§ **CONSIGNES**
A – Relevez, s'il vous plaît, toutes les dates complètes (jour, mois et année) qui figurent dans l'extrait, chacune une seule fois.
B – D'après l'extrait, dans quel pays vivaient la femme et les quatre enfants de l'intéressé ?

Département fédéral de justice et police, 3003 Berne.

Exception aux mesures de limitation,

recours de droit administratif contre la décision du Département fédéral de
justice et police du 21 août 2006.

Faits :

A.
Ressortissant macédonien né en 1961, A.________ est arrivé en Suisse en
automne 1990. Il a, depuis lors, travaillé à Lausanne sans autorisation.

Le 14 juillet 2004, il a sollicité du Service de la population du canton de
Vaud (ci-après: le Service cantonal) l'octroi d'une autorisation de séjour et
de travail. Il a indiqué à cette occasion que sa femme et les quatre enfants
issus de son mariage vivaient en Macédoine.

Le 29 avril 2005, le Service cantonal a informé l'intéressé qu'il était
disposé à lui délivrer une autorisation de séjour et a transmis son dossier
pour approbation à l'Office fédéral de l'immigration, de l'intégration et de
l'émigration, actuellement l'Office fédéral des migrations (ci-après:
l'Office fédéral). Le 21 septembre 2005, l'Office fédéral a refusé d'exempter
l'intéressé des mesures de limitation au sens de l'art. 13 lettre f de
l'ordonnance du 6 octobre 1986 limitant le nombre des étrangers (OLE; RS
823.21).

B.
A.________ a porté sa cause devant le Département fédéral de justice et
police (ci-après: le Département fédéral) qui, par décision du 21 août 2006,
a rejeté le recours. Le Département fédéral a considéré en substance que la
relation de l'intéressé avec la Suisse n'était pas à ce point exceptionnelle
qu'il faille faire abstraction de l'illégalité de son séjour et admettre
l'existence d'un cas personnel d'extrême gravité. Les liens de A.________
avec la Suisse n'étaient au demeurant pas tels qu'il ne puisse envisager un
retour dans son pays d'origine.

§ **DONNÉES FOURNIES**
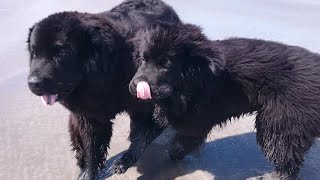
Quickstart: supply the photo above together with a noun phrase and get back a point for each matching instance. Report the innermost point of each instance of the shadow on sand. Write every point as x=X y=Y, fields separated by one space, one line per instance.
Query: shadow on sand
x=235 y=157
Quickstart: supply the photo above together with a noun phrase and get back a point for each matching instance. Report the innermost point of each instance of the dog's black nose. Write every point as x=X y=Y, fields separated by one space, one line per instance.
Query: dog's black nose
x=38 y=85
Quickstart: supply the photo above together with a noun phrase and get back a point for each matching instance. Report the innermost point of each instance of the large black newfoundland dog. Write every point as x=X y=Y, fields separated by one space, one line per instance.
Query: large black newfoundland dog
x=84 y=62
x=196 y=84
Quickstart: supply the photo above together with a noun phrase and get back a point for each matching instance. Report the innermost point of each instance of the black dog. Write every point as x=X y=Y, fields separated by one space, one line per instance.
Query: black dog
x=84 y=62
x=196 y=84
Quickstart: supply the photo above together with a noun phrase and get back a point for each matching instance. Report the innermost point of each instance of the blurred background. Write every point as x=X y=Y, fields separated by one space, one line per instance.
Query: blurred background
x=34 y=140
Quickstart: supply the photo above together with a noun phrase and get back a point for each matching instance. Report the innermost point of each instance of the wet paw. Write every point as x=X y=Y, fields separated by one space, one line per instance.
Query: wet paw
x=86 y=175
x=121 y=165
x=176 y=154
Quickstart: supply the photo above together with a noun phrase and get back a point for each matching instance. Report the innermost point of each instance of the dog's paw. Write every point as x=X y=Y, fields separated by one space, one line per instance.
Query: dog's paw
x=176 y=154
x=118 y=167
x=86 y=175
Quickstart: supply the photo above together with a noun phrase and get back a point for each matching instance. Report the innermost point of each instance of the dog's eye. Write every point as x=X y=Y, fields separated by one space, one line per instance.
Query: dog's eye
x=57 y=47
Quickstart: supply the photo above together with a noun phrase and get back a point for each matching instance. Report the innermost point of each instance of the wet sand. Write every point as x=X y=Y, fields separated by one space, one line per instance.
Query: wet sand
x=34 y=140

§ **RÉPONSES**
A –
- 21 août 2006
- 14 juillet 2004
- 29 avril 2005
- 21 septembre 2005
- 6 octobre 1986

B – En Macédoine.